--- 原文 ---

______________________________

赤痢アメーバ抗体にIgM,IgGの2種類あるのですが,どのように使い分けたらいいでしょうか?
という質問を以前受けたことがありました.
自分は「アメーバ抗体」というオーダーしか出したことがなく,IgG,IgMと分けて測定したことがなかったため調べてみました.

まずアメーバ抗体(おそらくIgM,IgG,IgAなどすべてを含んだもの)の特徴をおさらいしておくと…
・急性期には偽陰性となりうる.
・時間がたてば(2週間ほど)ほとんどのすべて症例で陽性となる.
・病原性赤痢アメーバであるE. histolyticaのみで陽性となる.
といった特徴がありました.
さらに捕捉すると,肝膿瘍は腸管感染以上に感度が高いと言われています.これはMandellにも記載があります.

一方で一般的にアメーバ抗体(おそらくIgM,IgG,IgAなどすべてを含んだもの)が陽性であった場合,それでかつての感染か現在の感染かの区別はできないとされています.

UpToDateによると赤痢アメーバが地域的に広がっている発展途上国では,10~35%の非感染者のアメーバ抗体が陽性とされています(無症状のまま罹患し治癒している可能性).
また後述の文献ではリアルタイムPCRでアメーバの感染を確認した無症候のひとたちの82.6%が抗体陽性であったとされています.
またアメーバの腸管感染は無症状から慢性経過をとるものまで様々であるため,感染から発症までのタイミングの判断が難しく,肝膿瘍も地域流行性のある地域から帰国して何年も経過してから発症することもあり,さらにややこしいです.

______________________________

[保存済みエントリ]
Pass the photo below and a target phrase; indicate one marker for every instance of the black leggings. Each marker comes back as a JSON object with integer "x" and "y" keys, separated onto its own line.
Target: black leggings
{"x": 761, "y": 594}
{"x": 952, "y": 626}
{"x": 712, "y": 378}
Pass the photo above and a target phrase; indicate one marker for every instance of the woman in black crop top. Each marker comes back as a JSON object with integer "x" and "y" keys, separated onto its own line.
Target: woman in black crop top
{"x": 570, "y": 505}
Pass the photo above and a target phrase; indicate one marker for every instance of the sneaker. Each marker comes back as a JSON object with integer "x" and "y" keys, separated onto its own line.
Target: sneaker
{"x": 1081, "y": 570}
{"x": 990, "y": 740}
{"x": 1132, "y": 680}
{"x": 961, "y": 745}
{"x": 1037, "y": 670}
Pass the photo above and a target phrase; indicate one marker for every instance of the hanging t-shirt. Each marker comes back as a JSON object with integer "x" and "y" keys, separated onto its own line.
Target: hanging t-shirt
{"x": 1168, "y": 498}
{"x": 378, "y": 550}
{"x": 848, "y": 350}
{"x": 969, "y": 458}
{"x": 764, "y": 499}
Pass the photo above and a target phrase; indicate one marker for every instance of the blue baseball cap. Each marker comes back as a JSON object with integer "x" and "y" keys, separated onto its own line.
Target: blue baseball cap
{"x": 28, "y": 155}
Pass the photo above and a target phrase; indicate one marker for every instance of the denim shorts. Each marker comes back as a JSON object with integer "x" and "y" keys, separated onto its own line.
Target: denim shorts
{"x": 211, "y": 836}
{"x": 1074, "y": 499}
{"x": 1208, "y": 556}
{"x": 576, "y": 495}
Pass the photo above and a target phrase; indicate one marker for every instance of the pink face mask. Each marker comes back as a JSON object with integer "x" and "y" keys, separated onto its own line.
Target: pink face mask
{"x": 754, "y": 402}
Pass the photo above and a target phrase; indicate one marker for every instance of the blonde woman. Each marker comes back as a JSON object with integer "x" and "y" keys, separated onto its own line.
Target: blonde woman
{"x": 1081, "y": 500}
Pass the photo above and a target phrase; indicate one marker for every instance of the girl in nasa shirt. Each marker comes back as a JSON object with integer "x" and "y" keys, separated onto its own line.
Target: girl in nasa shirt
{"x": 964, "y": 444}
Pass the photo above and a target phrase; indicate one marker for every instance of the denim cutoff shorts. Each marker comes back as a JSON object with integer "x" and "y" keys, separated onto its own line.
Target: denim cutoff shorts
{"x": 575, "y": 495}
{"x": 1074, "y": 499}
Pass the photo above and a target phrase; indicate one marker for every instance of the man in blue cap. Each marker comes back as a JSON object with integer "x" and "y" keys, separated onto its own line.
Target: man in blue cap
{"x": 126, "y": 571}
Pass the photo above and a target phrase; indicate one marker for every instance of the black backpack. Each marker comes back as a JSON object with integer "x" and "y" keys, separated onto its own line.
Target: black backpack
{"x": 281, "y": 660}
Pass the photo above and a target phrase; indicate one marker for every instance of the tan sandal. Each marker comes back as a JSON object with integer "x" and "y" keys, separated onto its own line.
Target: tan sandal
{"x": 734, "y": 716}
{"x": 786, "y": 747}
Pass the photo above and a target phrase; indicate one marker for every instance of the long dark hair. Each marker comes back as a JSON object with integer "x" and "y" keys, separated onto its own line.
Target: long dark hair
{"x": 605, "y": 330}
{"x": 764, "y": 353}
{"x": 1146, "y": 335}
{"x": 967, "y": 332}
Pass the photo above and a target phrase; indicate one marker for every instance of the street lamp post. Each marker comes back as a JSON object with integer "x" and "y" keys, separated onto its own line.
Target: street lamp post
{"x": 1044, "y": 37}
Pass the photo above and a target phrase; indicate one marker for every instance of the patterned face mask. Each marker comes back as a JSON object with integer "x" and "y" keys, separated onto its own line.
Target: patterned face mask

______________________________

--- 課題の指示 ---
- a) 赤痢アメーバ抗体についての原文では、UpToDateによると、赤痢アメーバが地域的に広がっている発展途上国で、非感染者の何%がアメーバ抗体陽性とされているか。
- b) 赤痢アメーバ抗体についての原文から、「さらに捕捉すると,肝膿瘍は腸」で始まり「罹患し治癒している可能性).」で終わる部分を一字も変えずに返せ。

--- 各課題の解答 ---
- a) 10~35%。

- b)
さらに捕捉すると,肝膿瘍は腸管感染以上に感度が高いと言われています.これはMandellにも記載があります.

一方で一般的にアメーバ抗体(おそらくIgM,IgG,IgAなどすべてを含んだもの)が陽性であった場合,それでかつての感染か現在の感染かの区別はできないとされています.

UpToDateによると赤痢アメーバが地域的に広がっている発展途上国では,10~35%の非感染者のアメーバ抗体が陽性とされています(無症状のまま罹患し治癒している可能性).